> PETUNJUK TUGAS
**1.** Ringkaslah teks sumber tentang insentif pajak dalam dua kalimat.
**2.** Susun ulang baris data yang dimulai dari baris yang memuat "target: porch post" dan berakhir pada baris yang memuat "108 64 L 108" (kedua ujungnya termasuk) sebagai CSV dua kolom bernama teks dan jawaban. Setiap baris data menjadi satu baris CSV, dengan teks dan jawabannya masing-masing dalam satu kolom bertanda kutip dan setiap pindah baris diganti spasi.

> TEKS SUMBER
◇ ◇ ◇
Hal serupa dialami Caecil, guru SD swasta di Kota Bekasi, Jawa Barat. Dia mengaku belum tahu pemerintah mengguyur insentif pajak untuk sektor pendidikan seperti pembebasan PPN atas jasa pendidikan dan pembebasan PPN untuk pembelian buku pelajaran umum.
Caecil juga kurang memahami dampak insentif pajak tersebut terhadap tenaga pendidik, anak didik, orang tua, dan sekolah. Dia justru mengaku lebih familier dengan kebijakan terkait tunjangan profesi guru.
"Mungkin saya menikmati fasilitas perpajakan, tapi saya terus terang kurang tahu jenisnya apa saja. Mungkin kurang sosialisasi," ucap Caecil.
Sementara itu, Luna, seorang karyawan swasta mengaku pernah mendengar dan membaca sedikit mengenai insentif pajak dari pemerintah. Dia mengetahui beberapa istilah seperti pembebasan PPN serta tax holiday untuk investor.
Namun, dia mengaku belum memahami manfaat atau dampak insentif pajak di kehidupan sehari-hari. Dia justru bertanya, apakah insentif seperti pembebasan pajak bisa membuat harga barang lebih terjangkau?
"Sosialisasi dan edukasi soal fasilitas pajak ini masih minim. Banyak warga biasa seperti saya tidak tahu detail fasilitas pajak yang tersedia dan gimana cara aksesnya. Akibatnya, banyak orang enggak sadar mereka sudah menikmati fasilitas itu," tutur Luna.
◇ ◇ ◇
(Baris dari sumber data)
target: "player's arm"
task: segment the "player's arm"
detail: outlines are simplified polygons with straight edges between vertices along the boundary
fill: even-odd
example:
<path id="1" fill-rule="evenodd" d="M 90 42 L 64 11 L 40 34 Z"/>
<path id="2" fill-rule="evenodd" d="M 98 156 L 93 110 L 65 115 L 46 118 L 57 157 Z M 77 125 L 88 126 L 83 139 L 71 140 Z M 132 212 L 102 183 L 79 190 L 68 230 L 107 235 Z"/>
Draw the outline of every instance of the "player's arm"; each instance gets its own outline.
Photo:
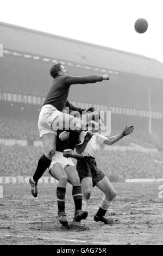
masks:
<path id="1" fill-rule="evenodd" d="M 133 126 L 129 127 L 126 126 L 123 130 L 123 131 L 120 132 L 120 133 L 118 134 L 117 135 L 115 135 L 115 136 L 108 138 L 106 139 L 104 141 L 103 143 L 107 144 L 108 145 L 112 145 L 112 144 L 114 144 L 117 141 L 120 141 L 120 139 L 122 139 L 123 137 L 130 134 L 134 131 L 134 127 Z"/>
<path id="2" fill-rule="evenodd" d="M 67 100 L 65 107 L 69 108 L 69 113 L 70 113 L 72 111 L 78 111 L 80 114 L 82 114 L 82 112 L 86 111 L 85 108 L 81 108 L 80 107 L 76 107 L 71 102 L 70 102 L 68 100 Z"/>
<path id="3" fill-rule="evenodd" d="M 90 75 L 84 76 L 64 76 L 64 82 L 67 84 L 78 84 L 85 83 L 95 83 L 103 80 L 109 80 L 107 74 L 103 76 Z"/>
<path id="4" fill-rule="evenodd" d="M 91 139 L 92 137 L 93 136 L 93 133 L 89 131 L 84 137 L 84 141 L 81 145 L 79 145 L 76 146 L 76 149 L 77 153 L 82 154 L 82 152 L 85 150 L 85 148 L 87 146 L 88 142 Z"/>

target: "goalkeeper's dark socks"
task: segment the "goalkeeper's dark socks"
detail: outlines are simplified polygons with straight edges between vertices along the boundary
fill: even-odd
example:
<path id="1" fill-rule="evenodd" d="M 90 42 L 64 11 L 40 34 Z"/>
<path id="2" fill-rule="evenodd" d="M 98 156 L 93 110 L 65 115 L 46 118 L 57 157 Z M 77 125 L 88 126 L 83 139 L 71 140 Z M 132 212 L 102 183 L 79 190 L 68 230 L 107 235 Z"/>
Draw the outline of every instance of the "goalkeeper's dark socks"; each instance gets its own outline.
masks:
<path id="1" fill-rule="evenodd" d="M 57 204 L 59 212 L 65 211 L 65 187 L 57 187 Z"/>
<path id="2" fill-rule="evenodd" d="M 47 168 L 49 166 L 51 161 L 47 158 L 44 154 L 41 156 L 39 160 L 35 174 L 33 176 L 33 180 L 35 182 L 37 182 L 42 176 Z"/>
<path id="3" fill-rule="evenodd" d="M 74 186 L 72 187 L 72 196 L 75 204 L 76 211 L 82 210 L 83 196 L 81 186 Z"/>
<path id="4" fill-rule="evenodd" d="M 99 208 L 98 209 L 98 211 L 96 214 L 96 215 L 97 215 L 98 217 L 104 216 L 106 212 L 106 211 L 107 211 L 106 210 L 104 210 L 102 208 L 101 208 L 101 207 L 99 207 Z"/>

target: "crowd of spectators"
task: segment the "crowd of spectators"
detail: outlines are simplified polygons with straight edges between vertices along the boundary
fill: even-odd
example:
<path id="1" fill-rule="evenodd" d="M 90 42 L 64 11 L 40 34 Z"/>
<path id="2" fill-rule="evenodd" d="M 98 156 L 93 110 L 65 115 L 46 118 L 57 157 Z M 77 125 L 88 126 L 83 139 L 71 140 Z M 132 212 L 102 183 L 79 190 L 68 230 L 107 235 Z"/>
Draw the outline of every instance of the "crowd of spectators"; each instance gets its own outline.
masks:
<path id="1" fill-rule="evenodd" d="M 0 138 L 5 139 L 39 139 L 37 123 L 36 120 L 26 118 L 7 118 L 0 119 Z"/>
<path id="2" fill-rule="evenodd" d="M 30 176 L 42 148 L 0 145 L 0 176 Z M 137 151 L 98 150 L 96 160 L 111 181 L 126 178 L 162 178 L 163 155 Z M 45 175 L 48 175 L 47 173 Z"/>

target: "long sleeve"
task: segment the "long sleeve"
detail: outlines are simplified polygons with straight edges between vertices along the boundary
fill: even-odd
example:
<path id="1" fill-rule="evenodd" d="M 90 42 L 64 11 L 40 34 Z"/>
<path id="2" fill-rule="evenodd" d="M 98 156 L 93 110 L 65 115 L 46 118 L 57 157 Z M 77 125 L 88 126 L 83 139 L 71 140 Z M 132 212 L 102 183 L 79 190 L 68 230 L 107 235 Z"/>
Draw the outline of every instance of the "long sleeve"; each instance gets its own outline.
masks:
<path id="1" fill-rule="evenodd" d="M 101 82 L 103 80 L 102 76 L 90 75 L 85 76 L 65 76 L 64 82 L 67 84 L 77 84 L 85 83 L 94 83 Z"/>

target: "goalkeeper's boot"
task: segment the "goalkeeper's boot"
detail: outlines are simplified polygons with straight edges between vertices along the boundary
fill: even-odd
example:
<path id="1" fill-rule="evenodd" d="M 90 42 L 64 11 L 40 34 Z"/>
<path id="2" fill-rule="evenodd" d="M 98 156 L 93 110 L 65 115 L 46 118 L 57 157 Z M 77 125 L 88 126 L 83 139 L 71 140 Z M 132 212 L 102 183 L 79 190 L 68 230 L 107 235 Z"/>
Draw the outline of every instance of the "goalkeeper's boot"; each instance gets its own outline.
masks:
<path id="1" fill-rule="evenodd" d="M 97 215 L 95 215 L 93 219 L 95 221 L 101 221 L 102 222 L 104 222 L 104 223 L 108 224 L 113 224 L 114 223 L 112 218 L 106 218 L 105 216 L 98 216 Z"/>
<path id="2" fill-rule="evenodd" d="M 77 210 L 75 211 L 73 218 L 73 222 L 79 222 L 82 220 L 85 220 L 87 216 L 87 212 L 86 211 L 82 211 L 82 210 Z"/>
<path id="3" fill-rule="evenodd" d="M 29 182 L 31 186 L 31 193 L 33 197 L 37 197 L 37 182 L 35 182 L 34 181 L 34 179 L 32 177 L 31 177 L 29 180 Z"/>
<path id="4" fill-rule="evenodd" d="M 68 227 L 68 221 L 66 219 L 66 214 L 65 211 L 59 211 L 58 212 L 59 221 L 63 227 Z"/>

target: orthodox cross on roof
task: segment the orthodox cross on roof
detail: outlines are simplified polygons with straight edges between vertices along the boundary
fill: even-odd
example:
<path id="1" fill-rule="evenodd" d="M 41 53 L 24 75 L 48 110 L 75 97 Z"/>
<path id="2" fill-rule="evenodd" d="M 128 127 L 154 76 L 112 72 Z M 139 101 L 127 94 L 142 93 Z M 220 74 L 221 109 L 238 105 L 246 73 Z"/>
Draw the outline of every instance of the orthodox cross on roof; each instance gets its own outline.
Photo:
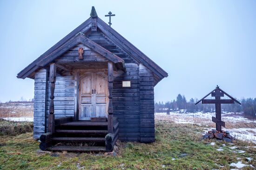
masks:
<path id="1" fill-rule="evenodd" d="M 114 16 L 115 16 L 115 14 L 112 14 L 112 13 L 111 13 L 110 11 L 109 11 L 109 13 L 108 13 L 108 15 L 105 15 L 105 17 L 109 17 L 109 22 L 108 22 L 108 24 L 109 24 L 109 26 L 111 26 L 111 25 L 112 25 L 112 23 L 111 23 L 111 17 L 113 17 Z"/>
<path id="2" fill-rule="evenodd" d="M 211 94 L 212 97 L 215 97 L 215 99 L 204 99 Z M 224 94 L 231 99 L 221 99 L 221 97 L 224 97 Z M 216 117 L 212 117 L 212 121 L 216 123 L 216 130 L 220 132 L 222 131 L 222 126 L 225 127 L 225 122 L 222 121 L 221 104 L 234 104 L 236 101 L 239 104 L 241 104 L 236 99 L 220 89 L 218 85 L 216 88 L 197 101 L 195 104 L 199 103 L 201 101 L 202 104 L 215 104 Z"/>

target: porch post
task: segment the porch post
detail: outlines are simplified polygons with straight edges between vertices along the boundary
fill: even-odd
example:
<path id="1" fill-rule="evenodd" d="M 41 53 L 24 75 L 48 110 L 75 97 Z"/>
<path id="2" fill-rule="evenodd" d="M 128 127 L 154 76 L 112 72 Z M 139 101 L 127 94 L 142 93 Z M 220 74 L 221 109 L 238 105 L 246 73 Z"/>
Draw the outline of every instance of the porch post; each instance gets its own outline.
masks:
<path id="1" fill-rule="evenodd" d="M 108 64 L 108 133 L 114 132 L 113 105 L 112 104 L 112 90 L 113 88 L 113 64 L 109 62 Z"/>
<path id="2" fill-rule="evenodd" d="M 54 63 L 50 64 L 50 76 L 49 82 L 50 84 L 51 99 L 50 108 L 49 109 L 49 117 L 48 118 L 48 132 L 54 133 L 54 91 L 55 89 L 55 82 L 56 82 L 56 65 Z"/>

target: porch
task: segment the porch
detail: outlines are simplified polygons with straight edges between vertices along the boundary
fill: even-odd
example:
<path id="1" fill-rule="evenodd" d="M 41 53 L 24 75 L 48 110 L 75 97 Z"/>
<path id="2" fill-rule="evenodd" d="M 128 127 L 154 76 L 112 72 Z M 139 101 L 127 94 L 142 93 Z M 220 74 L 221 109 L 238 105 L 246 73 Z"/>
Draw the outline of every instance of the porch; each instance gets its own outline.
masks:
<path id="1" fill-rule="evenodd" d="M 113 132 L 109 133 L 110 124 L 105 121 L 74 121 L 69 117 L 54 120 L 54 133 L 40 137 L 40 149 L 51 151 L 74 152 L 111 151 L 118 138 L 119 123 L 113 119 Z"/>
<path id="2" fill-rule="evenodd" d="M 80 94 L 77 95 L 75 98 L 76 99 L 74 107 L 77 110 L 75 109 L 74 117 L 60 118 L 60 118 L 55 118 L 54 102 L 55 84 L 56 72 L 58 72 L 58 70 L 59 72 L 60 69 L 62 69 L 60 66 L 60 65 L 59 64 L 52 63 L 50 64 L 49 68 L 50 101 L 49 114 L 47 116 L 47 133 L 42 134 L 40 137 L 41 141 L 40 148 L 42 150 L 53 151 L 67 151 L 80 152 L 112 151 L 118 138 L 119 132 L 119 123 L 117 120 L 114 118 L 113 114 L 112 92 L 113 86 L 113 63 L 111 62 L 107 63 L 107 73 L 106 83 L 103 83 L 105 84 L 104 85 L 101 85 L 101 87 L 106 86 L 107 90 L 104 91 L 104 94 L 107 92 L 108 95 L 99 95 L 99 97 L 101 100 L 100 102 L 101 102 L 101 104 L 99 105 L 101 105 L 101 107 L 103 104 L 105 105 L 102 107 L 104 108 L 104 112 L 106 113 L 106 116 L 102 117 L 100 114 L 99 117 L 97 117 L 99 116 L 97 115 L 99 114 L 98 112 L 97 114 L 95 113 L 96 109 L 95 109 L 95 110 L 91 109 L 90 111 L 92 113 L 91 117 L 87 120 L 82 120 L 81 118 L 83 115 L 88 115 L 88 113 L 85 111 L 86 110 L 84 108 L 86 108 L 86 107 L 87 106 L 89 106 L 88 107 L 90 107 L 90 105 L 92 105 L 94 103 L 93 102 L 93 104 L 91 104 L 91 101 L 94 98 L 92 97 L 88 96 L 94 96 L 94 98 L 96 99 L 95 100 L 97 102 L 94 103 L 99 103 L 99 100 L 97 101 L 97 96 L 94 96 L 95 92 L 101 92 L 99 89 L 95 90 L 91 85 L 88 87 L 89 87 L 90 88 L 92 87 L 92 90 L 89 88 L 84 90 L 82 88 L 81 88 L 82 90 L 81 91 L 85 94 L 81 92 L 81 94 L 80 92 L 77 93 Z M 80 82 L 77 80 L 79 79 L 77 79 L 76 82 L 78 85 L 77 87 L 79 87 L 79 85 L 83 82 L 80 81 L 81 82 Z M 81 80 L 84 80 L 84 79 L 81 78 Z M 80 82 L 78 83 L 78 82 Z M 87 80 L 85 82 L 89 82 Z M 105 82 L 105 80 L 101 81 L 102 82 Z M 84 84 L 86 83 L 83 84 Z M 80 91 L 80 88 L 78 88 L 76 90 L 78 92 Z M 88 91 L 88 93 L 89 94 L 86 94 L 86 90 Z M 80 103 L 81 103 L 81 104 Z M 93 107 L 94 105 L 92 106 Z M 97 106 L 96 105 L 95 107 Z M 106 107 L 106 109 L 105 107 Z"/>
◇ ◇ ◇
> JAWABAN BERURUTAN
**1.** Caecil, guru SD swasta di Kota Bekasi, belum tahu insentif pajak pemerintah untuk sektor pendidikan dan kurang memahami dampaknya, yang diduganya akibat kurang sosialisasi. Luna, seorang karyawan swasta, pernah mendengar istilah seperti pembebasan PPN dan tax holiday, tetapi belum memahami manfaatnya dalam kehidupan sehari-hari dan menilai sosialisasi serta edukasi soal fasilitas pajak masih minim.

**2.**
teks,jawaban
"target: porch post task: segment the porch post detail: outlines are simplified polygons with straight edges between vertices along the boundary fill: even-odd example: <path id=""1"" fill-rule=""evenodd"" d=""M 41 53 L 24 75 L 48 110 L 75 97 Z""/> <path id=""2"" fill-rule=""evenodd"" d=""M 128 127 L 154 76 L 112 72 Z M 139 101 L 127 94 L 142 93 Z M 220 74 L 221 109 L 238 105 L 246 73 Z""/> Draw the outline of every instance of the porch post; each instance gets its own outline. masks:","<path id=""1"" fill-rule=""evenodd"" d=""M 108 64 L 108 133 L 114 132 L 113 105 L 112 104 L 112 90 L 113 88 L 113 64 L 109 62 Z""/>"